TESTO PROPOSTO.
***

Sott’acqua per 42 minuti, salvato 14enne: «Un caso su un milione»
Il ragazzino si era tuffato nel Naviglio. I medici del San Raffaele hanno messo in atto una procedura estrema: assistenza meccanica con circolazione extracorporea
Si chiama Michael, Michi per mamma e papà, ha 14 anni, è vivo e, considerando quello che gli è successo, sta molto bene. Questo nonostante quel maledetto tuffo nel Naviglio, a Castelletto di Cuggiono, e quegli interminabili 42 minuti sott’acqua, a due metri di profondità. Un tempo eterno, in cui il cuore di Michi ha smesso di battere mentre a pochi metri da lui, in superficie, gli amici, i vigili del fuoco e infine i sommozzatori cercavano di fare di tutto per riportarlo su, ma era incastrato per un piede. Quando l’hanno riportato in superficie, tutti pensavano che fosse troppo tardi. Invece no. Grazie ai vigili del fuoco, ai rianimatori del 118 e soprattutto all’equipe di rianimazione cardio-toraco-vascolare del San Raffaele diretta dal professor Alberto Zangrillo, Michi è ancora vivo e sta bene: «È la più grande soddisfazione di tutta la mia carriera professionale». «Le condizioni limite per sperare in una ripresa sono l’immersione in acque non più calde di 5 gradi per un tempo non superiore ai 20 minuti, e in arresto cardiaco per non più di 6 minuti», spiegano i medici. Solo tenuto conto della giovane età e dell’acqua fredda del Naviglio (che ha causato un rallentamento delle funzioni vitali), Zangrillo ha deciso di tentare «un intervento a prima vista anche per noi irrazionale». Ci sono dati riportati in letteratura scientifica, «per la maggior parte relativa a casi registrati nei mari del Nord». Il successo è andato oltre le più rosee aspettative.
Parla e ricorda tutto
Oggi il ragazzo, originario di Cuggiono, «è vigile, orientato nel tempo e nello spazio, dialoga con i genitori e ricorda il vissuto precedente all’incidente», come dicono i medici. Lela, la mamma di Michi, alla conferenza stampa era seduta alla sinistra del professore. Quel maledetto 24 aprile non capiva nemmeno le parole del dottore. «Le ho detto: Michi ha una possibilità su un milione di farcela ma senza sapere quale sarà l’esito. Ci lasci provare», racconta il professor Zangrillo. Ora ringrazia i medici e chi ha pregato Dio per suo figlio. Alla destra del professore il papà Stefano: anche lui ringrazia i medici.

***

INSIEME DI RIGHE.
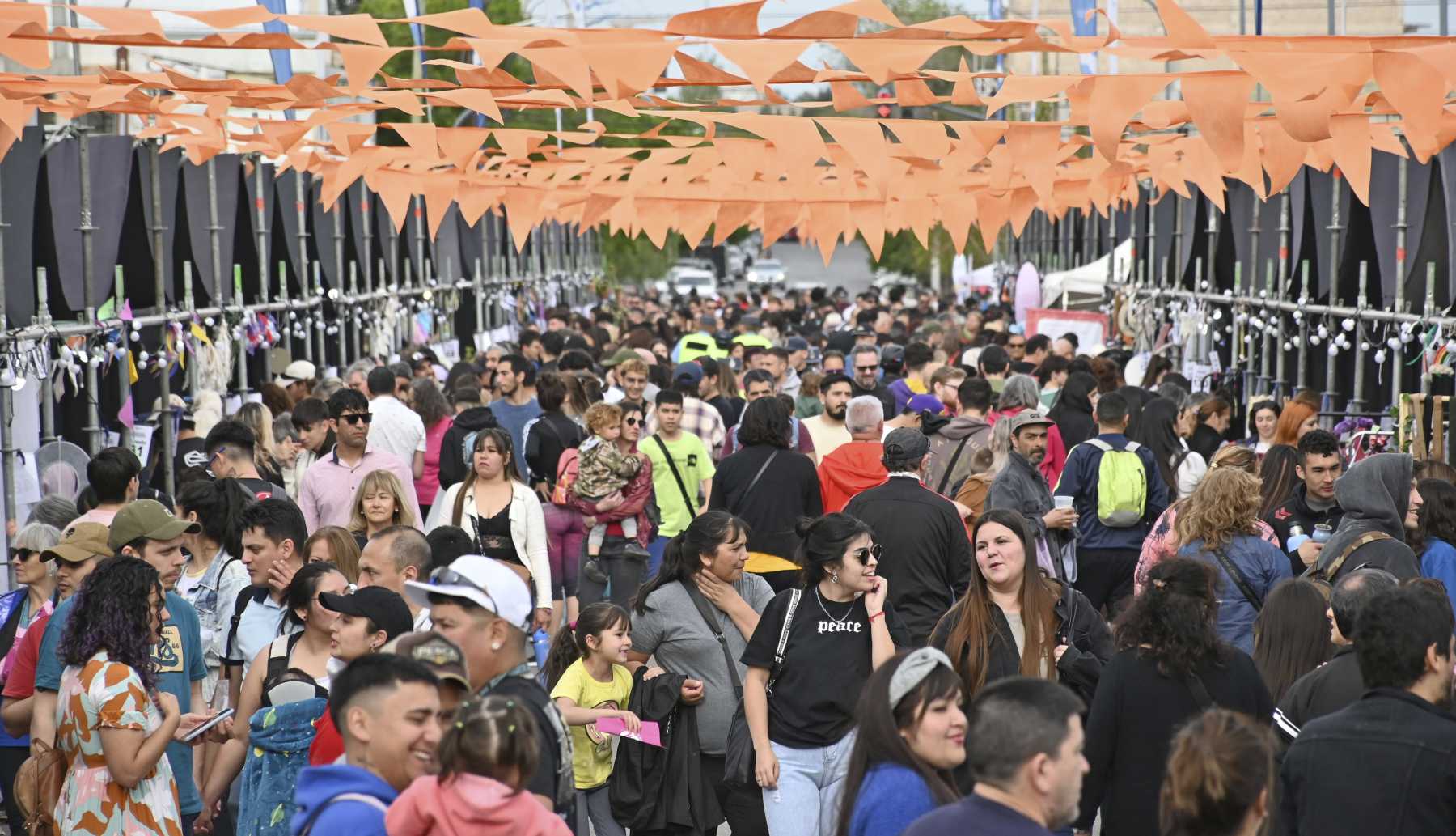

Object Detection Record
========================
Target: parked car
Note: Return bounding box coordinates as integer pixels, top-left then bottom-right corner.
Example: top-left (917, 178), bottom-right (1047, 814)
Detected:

***

ATTIVITÀ.
**A.** Riassumi in due frasi il testo sul salvataggio di Michael.
**B.** Ricopia dal testo sul salvataggio di Michael il passo che va da "Parla e ricorda" a "ringrazia i medici.".
Le righe provengono da un'altra fonte.

SOLUZIONI.
**A.** Michael, un ragazzo di 14 anni, è rimasto 42 minuti sott'acqua nel Naviglio a Castelletto di Cuggiono, incastrato per un piede, e il suo cuore ha smesso di battere. Grazie ai vigili del fuoco, ai rianimatori del 118 e all'equipe del San Raffaele diretta dal professor Alberto Zangrillo, che ha usato l'assistenza meccanica con circolazione extracorporea, oggi è vivo, vigile e ricorda ciò che ha vissuto prima dell'incidente.

**B.**
Parla e ricorda tutto
Oggi il ragazzo, originario di Cuggiono, «è vigile, orientato nel tempo e nello spazio, dialoga con i genitori e ricorda il vissuto precedente all’incidente», come dicono i medici. Lela, la mamma di Michi, alla conferenza stampa era seduta alla sinistra del professore. Quel maledetto 24 aprile non capiva nemmeno le parole del dottore. «Le ho detto: Michi ha una possibilità su un milione di farcela ma senza sapere quale sarà l’esito. Ci lasci provare», racconta il professor Zangrillo. Ora ringrazia i medici e chi ha pregato Dio per suo figlio. Alla destra del professore il papà Stefano: anche lui ringrazia i medici.